**Exercise data**

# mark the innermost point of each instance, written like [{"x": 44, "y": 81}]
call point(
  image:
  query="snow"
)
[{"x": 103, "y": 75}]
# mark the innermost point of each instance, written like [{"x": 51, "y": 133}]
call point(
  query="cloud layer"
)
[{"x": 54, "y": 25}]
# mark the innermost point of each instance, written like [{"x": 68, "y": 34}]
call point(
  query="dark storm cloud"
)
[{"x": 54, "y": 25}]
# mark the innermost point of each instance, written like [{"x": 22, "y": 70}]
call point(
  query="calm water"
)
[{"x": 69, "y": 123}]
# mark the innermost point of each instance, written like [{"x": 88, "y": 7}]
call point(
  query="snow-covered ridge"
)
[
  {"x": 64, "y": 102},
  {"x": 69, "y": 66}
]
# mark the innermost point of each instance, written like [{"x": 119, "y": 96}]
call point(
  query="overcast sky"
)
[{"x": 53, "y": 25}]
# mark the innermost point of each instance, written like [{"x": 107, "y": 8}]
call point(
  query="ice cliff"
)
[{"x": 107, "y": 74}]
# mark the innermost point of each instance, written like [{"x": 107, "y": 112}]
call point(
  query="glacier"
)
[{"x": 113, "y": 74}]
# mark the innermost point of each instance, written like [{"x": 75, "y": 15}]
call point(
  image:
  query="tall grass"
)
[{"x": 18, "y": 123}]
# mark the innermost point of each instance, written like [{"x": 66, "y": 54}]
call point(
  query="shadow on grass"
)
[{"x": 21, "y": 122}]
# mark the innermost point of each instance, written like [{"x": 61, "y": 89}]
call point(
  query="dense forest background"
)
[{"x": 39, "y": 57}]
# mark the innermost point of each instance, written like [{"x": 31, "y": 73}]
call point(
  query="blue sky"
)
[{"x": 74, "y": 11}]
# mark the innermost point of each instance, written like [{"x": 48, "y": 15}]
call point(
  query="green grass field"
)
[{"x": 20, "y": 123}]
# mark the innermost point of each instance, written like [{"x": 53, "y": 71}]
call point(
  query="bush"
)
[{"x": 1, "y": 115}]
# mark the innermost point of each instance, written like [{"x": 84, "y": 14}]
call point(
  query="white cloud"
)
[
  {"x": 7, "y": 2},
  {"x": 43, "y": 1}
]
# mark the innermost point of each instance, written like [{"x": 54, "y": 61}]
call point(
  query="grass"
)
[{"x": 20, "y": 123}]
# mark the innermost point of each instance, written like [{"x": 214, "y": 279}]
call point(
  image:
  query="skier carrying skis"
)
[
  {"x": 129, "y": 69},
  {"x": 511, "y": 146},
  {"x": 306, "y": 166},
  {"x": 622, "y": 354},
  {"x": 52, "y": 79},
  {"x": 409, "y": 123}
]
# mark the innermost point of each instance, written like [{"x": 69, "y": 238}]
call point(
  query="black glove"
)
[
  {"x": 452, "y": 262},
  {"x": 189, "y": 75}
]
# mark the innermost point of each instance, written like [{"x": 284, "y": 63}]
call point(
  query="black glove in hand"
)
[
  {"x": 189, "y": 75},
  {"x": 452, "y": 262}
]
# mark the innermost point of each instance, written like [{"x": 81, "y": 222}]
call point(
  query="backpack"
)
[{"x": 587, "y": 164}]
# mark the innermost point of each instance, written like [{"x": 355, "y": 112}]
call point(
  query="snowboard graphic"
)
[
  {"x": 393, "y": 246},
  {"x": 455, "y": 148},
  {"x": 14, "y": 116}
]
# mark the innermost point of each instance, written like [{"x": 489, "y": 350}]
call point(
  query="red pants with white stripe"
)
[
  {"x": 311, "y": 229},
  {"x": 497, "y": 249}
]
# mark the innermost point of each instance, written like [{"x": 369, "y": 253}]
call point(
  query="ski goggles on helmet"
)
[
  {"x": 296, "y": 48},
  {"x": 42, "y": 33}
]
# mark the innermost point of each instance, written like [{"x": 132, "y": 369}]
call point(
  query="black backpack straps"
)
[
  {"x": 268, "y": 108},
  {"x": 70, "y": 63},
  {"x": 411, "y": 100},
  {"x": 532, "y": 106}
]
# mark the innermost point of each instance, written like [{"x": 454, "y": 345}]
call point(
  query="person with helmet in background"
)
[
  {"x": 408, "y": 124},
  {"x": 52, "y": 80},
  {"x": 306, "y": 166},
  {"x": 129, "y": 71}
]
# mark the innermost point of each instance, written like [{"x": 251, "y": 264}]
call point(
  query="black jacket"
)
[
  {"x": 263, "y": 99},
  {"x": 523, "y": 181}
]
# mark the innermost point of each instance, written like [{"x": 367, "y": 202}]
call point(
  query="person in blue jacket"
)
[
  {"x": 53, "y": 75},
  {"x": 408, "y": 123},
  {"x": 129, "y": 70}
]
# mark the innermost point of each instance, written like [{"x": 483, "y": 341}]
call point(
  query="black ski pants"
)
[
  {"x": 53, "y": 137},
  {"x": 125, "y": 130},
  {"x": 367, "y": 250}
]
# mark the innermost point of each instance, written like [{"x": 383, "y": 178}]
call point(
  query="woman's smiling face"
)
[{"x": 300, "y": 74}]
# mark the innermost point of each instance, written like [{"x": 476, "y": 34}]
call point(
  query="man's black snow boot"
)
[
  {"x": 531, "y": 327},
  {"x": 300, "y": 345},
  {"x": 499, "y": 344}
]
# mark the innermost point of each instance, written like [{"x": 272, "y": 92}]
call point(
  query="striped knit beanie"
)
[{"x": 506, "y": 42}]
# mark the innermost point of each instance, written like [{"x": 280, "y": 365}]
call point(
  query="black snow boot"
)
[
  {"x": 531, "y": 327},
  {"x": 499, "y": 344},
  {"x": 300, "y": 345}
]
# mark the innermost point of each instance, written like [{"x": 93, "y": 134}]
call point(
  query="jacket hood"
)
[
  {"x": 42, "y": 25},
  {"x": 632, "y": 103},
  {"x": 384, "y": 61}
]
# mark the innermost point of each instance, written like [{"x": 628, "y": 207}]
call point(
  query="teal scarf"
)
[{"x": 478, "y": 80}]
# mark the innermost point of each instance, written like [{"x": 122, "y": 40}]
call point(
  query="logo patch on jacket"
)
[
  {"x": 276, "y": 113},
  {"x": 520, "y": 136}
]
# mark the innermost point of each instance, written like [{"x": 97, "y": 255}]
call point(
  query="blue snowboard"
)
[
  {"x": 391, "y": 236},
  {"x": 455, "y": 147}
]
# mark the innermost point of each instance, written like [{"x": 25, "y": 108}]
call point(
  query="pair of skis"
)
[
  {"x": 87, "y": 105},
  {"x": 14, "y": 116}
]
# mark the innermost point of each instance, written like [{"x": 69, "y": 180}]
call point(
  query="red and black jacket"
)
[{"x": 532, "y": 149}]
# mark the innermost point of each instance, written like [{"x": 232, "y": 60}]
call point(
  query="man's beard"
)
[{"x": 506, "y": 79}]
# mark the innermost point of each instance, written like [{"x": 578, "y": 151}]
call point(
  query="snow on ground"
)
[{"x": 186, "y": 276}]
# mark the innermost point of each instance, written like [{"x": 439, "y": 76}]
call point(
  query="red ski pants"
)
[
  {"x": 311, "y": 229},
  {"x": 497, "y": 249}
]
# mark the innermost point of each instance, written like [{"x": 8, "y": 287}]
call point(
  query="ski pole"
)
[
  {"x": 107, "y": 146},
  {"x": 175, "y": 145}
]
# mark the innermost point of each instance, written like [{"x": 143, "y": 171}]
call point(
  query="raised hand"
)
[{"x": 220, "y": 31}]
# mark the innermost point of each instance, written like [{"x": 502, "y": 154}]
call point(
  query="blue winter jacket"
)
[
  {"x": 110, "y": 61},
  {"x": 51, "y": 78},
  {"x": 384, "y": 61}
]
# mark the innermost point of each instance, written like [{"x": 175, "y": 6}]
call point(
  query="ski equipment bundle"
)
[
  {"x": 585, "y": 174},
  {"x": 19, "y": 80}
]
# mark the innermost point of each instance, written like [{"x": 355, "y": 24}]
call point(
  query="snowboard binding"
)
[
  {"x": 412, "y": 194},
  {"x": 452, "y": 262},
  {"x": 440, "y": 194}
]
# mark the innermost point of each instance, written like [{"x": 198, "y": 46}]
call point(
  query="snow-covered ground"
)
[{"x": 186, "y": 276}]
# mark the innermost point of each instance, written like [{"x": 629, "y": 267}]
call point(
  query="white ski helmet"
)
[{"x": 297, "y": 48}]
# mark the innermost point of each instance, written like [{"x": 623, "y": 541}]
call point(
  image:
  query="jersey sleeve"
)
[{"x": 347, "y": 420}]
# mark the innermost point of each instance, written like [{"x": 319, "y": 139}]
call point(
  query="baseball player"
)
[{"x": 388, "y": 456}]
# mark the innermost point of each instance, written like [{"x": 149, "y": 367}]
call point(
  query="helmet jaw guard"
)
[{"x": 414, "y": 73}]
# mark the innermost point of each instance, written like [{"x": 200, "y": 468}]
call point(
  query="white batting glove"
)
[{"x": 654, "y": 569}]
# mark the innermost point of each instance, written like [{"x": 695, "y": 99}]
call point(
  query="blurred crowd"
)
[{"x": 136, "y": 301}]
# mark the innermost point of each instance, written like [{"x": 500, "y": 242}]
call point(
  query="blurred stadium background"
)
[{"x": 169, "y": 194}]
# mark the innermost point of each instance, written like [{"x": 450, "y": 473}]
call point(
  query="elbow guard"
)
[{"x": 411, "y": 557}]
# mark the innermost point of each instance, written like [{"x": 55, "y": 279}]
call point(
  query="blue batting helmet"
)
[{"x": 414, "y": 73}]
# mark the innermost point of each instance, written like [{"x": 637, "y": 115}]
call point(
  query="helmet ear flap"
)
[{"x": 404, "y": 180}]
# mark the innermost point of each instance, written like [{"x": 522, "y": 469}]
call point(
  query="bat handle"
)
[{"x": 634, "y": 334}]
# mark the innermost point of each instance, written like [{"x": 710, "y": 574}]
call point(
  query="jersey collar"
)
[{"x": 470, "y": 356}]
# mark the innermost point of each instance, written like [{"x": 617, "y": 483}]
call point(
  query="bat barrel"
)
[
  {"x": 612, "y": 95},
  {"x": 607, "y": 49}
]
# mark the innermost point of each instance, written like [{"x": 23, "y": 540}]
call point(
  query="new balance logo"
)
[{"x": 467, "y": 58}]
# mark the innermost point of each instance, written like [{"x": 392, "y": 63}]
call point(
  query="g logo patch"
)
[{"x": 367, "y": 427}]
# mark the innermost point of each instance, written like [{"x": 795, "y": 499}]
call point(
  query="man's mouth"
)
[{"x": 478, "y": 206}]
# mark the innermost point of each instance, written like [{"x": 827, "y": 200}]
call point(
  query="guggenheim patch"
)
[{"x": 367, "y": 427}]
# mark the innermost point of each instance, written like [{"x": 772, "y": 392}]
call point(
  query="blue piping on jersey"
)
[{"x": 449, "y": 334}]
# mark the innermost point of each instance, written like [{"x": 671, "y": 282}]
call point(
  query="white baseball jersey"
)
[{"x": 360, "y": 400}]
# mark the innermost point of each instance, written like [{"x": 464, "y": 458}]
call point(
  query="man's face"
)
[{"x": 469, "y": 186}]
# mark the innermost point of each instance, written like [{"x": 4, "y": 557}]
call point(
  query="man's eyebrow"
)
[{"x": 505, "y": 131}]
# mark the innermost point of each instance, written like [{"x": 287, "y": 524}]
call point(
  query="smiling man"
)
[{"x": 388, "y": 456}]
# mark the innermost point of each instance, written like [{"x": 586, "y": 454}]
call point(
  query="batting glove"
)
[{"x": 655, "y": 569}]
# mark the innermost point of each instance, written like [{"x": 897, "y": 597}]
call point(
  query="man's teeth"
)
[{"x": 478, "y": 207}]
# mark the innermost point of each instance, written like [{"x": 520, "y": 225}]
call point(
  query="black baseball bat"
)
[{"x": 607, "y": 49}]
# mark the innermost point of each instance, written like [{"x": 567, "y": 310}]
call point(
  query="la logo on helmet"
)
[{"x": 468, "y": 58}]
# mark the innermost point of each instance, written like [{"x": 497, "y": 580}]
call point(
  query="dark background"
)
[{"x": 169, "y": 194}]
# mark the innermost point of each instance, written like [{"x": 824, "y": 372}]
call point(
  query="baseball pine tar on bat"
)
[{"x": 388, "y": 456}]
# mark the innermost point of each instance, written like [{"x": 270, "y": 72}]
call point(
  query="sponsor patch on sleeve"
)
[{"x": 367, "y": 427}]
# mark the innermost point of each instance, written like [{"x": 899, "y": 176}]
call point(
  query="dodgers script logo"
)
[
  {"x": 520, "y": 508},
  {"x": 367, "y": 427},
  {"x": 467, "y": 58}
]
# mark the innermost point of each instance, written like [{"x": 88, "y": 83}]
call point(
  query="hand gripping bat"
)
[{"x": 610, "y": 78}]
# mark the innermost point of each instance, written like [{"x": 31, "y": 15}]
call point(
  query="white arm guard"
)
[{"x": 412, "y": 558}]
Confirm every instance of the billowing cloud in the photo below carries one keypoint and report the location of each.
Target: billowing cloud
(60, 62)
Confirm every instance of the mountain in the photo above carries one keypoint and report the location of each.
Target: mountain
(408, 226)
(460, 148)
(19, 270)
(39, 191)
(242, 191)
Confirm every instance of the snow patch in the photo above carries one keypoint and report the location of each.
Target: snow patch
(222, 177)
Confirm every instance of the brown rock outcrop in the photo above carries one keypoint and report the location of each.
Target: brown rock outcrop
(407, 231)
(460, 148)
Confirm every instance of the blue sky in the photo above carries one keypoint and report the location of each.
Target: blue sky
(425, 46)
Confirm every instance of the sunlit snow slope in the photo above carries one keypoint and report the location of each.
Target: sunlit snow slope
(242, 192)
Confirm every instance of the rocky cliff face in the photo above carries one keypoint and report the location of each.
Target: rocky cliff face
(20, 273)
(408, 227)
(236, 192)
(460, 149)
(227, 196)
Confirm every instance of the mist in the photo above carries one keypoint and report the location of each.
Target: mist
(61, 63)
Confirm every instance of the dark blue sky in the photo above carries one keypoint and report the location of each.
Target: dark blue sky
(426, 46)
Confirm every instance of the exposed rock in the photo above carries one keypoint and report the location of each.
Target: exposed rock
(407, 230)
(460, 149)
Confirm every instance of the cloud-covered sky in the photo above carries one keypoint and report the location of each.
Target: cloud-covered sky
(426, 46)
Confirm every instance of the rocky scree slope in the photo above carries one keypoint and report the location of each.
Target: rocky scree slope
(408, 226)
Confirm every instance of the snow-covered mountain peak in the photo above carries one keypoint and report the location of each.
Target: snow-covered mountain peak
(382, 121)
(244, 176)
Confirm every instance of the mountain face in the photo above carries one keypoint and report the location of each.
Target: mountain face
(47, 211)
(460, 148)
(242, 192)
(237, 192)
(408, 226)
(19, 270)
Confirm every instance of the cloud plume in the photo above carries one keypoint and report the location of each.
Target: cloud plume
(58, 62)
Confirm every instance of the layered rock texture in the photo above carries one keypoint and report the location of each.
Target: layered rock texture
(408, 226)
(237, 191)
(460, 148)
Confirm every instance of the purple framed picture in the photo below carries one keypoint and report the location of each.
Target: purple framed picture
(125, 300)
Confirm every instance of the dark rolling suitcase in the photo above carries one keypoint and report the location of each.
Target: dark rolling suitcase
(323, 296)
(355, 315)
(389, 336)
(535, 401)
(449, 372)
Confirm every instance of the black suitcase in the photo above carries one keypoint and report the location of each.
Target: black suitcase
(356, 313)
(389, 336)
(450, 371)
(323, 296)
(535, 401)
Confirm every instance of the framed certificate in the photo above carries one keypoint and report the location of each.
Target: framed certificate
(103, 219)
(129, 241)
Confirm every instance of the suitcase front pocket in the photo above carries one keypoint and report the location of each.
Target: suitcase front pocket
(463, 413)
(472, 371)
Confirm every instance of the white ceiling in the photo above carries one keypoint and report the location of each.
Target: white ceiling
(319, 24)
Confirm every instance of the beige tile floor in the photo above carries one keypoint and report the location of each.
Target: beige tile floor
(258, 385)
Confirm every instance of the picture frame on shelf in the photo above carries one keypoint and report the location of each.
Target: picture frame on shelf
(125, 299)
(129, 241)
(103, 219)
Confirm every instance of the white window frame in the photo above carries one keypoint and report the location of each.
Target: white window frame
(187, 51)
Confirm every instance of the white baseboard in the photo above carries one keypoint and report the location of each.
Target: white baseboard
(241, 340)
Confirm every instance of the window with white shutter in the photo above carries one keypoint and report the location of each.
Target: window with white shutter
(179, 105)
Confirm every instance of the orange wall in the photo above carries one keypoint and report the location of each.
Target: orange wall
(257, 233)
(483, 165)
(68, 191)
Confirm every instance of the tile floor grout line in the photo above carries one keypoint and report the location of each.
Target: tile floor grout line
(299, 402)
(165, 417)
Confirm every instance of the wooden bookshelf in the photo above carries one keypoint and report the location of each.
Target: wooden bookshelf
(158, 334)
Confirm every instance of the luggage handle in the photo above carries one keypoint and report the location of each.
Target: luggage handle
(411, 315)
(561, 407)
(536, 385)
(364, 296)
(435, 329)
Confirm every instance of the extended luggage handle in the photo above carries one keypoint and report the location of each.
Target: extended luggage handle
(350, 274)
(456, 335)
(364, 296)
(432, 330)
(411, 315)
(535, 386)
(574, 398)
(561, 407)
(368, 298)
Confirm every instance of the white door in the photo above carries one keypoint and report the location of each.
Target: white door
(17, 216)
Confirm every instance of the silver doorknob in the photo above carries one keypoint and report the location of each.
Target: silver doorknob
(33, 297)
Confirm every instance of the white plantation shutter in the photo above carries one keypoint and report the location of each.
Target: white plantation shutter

**What you have to do**
Whenever the string "backpack" turns up in a line of the data, copy that line.

**Output**
  query="backpack"
  query="black backpack straps"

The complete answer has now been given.